*The request*
From the excerpt on Dubai World's debt below, list every passage that is enclosed in quotation marks.

*Extract provided*

....

Yesterday, after the markets had closed, Dubai World released a statement that said:

As a first step, Dubai World intends to ask all providers of financing to Dubai World and Nakheel to “standstill” and extend maturities until at least 30 May 2010.

The specific item in question is the so-called Nakheel 09 Bond which is due to mature in 2 weeks. Nakheel is a division of Dubai World and created the Middle East Caribbean (Palm Islands) and many other opulent land-reclamation housing projects.

While many will be confused about the nature of this request by Dubai World, it is clear that it cannot yet even be called a default, even though the Australian financial press says that that “Moody’s Investors Service and Standard & Poor’s cut the ratings on Dubai state companies yesterday, saying they may consider Dubai World’s plan to delay debt payments a default”.

What is even more important to state it that this is not a sovereign default – that is, a currency-issuing government defaulting. As far as I can work out from examining financial reports and related statements, the United Arab Emirates government does not provide a guarantee for Dubai World.

The Economist Magazine has suggested that the debt is government-guaranteed by saying that “The emirate’s government asked creditors of Dubai World, one of three big government-backed conglomerates, to agree to a standstill on repayments until May 30th 2010 at the earliest”.

....

*Listing*

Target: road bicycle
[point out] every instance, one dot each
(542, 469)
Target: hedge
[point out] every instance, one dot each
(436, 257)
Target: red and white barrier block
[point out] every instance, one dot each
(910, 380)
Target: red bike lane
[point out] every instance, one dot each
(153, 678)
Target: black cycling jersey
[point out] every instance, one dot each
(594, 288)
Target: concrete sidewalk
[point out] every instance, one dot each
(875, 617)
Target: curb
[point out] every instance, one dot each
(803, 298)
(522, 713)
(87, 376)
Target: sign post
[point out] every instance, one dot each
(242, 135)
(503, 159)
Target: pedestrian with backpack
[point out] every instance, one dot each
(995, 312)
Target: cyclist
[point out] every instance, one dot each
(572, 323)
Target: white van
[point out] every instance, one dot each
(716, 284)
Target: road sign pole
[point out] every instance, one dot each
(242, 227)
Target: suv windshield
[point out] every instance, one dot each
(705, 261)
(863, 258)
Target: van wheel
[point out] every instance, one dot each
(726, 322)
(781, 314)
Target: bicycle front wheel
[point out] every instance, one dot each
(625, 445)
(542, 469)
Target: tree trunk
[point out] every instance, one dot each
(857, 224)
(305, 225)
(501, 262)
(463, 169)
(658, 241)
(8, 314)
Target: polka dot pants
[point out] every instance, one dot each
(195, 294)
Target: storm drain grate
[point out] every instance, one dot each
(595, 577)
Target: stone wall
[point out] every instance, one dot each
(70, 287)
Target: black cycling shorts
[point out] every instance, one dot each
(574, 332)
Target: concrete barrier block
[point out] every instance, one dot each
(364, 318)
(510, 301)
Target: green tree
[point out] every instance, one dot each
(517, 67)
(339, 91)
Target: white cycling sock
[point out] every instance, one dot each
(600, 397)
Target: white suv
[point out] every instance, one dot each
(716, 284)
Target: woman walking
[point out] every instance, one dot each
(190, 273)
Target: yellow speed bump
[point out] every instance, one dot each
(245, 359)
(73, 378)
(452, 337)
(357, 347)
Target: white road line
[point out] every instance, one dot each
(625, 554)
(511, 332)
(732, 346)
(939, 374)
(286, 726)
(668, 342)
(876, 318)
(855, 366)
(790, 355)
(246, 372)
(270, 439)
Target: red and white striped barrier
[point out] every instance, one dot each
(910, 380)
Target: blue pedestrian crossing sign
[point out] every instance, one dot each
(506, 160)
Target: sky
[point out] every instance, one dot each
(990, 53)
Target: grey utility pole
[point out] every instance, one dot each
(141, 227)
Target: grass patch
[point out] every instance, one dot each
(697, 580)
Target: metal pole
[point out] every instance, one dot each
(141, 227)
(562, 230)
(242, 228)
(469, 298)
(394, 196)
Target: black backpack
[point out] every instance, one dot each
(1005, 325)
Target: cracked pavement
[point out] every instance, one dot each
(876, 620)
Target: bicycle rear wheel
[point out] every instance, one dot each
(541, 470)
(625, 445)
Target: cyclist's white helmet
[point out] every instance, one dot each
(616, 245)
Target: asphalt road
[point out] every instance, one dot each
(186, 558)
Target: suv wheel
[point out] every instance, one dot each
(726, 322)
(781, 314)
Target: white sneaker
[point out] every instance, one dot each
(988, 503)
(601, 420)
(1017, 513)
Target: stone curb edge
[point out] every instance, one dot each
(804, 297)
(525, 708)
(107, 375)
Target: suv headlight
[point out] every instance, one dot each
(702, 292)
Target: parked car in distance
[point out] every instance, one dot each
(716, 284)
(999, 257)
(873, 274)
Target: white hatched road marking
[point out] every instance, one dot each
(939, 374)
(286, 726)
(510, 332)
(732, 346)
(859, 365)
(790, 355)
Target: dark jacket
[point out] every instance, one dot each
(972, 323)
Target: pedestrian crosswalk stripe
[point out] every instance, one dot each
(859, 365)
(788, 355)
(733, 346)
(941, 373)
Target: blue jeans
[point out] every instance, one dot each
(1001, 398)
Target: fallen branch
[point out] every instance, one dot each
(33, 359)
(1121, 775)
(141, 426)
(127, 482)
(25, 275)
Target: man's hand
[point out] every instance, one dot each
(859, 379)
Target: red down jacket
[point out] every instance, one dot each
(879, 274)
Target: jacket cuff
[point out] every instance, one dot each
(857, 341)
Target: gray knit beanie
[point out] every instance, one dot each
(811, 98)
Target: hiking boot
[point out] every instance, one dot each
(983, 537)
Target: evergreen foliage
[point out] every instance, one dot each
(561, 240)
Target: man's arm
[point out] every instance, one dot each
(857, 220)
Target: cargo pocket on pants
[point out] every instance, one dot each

....

*Result below*
1. “standstill”
2. “Moody’s Investors Service and Standard & Poor’s cut the ratings on Dubai state companies yesterday, saying they may consider Dubai World’s plan to delay debt payments a default”
3. “The emirate’s government asked creditors of Dubai World, one of three big government-backed conglomerates, to agree to a standstill on repayments until May 30th 2010 at the earliest”